- [EXCERPTED PASSAGE]
I picked all the ones I've owned, except for Savannah but unfortunately I owned one of these when I was much younger, it was CH or imported and died within 2 months. 

I see nobody is giving the long tailed lizards any love!

----------


## BOWSER11788

Gotta go wit the savs and beardies. Will end up wit Uro soon

----------


## Crazy4Herps

:Smile:  Fun!

Personally, I have a rescue beardie and a gargoyle gecko. Budo (the beardie) is the light of my life. A pain in the you-know-where and a stuck up, spoiled rotten brat, but still the light of my life.  :Wink:  Love him to death. I've never really been much of a gecko person, but I fell in love with Piedra (the garg) at an expo and I had to bring her home!! She is absolutely amazing, so gorgeous and so much fun! 

If I ever have some more space, I adore water monitors, tree monitors, and green iggys.  :Very Happy: 




> Leachies and cresties!!!


Agreed! Definitely need an option for leachies!! They are the neatest! I'm crossing my fingers that Giant Geckos will be at the expo in April... You never know, I might just come home with a leachie of my own.  :Very Happy:

----------


## bsash

You forgot the blue tree monitors! I voted Nile monitor though, as my Nile is my sweetheart. I love my Savannah, but the Nile has so much more personality.

In my future, I will probably only own Blue Tree monitors, Nile monitors, and ball pythons. They are my favorites of the reptile world.

----------


## Argentra

My list is LONG, since I love most lizard species out there.  :Smile:  But here are my top 5:

#1 - Blue Tongue SKinks!! They are the greatest pet lizards, hands down...and I've owned quite a few.  :Smile:  BTW, your entry for skink says 'Skins', that might be why there aren't as many votes there.

#2 - Chuckwallas. The often unheard of desert lizard that is sweet and fun to own.  :Smile: 

#3 - Iguanas. I owned a green, and worked with a Rhino at the zoo. They are awesome lizards.

#4 - Bearded Dragon. Gentle, cool looking, omnivorous, what else can I say?  :Very Happy: 

#5 - Komodo Dragon. Yes, I've worked with one before. They are spectacular, but NOT for the inexperienced. Heck, they're not even for the intermediates...these guys are total zoo/wildlife park only. But they are great.  :Smile: 

After that would be Leo, Fat Tail, and Cresite geckos, Plated lizards, Sav monitors, and many many others.  :Very Happy:  I love lizards.

----------


## kellysballs

I went with the Chinese water dragon (i had one when I was in high school and it was an awesome animal), Rhino Iguana (these animals are amazing and I would love to own one some day), Gargoyle and Cresteds (great geckos I love them!), Giant Day Gecko (these guys are so pretty and have cool personalities) and finally other. The other is for my Caiman Lizard Mango. He/She is way cool and I love watching him eat snails!

----------


## Seru1

Gotta be Gargs for me. I never wanted a lizard, to many care reqs, until I saw how easy rhacs were.

- [PROVIDED DATA]

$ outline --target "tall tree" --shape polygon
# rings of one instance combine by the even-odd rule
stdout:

- [DIRECTION 1]
In the lizard forum thread, what is the name of the rescue bearded dragon?
- [DIRECTION 2]
Take the lizard forum thread further from its final post by writing what comes next.

- [EXPECTED OUTPUT 1]
Budo

- [EXPECTED OUTPUT 2]
Plus gargs have beautiful granite like patterns, And I mean they are just so easy and friendly. And unlike cresties who may be more energetic and colorful, gargs regenerate there tails.



Not to say other lizards aren't beautiful, but I stress enough over my snakes temps. I don't need to add in, UV light and raising insects.

----------


## Crazy4Herps

> In my future, I will probably only own Blue Tree monitors, Nile monitors, and ball pythons. They are my favorites of the reptile world.


Now _that's_ how to live!  :Wink:  I wouldn't mind a house full of monitors and BPs!

----------


## bsash

I agree with you there!

----------


## bsd13

Tokays myself, but have to admit I'm interested in getting some Mali's

----------


## Amanda

I voted other because I love my chameleons and my satanic leaf-tailed geckos!

----------


## journeyoftheanimals

First I would like to say this has got to be the longest poll I have ever seen on a forum.  I voted bearded dragon since I have one.

----------


## WingedWolfPsion

My little Lygodactylus williamsi are my current favorites.  Dwarf geckos are just plain cute.  I generally like small day geckos.
I'm also looking forward to eventually having some Goniurosaurus hainanensis (cave geckos).

----------


## crapwhereaminow

PANTHER CHAMELEONS!

Best lizard ever. period.







. . . so I voted "other"

----------


## Foschi Exotic Serpents

Uh... Tif? ....... Whats a _skin_ lizard???  :Weirdface:  LMAO!!!!!!!!!!!!!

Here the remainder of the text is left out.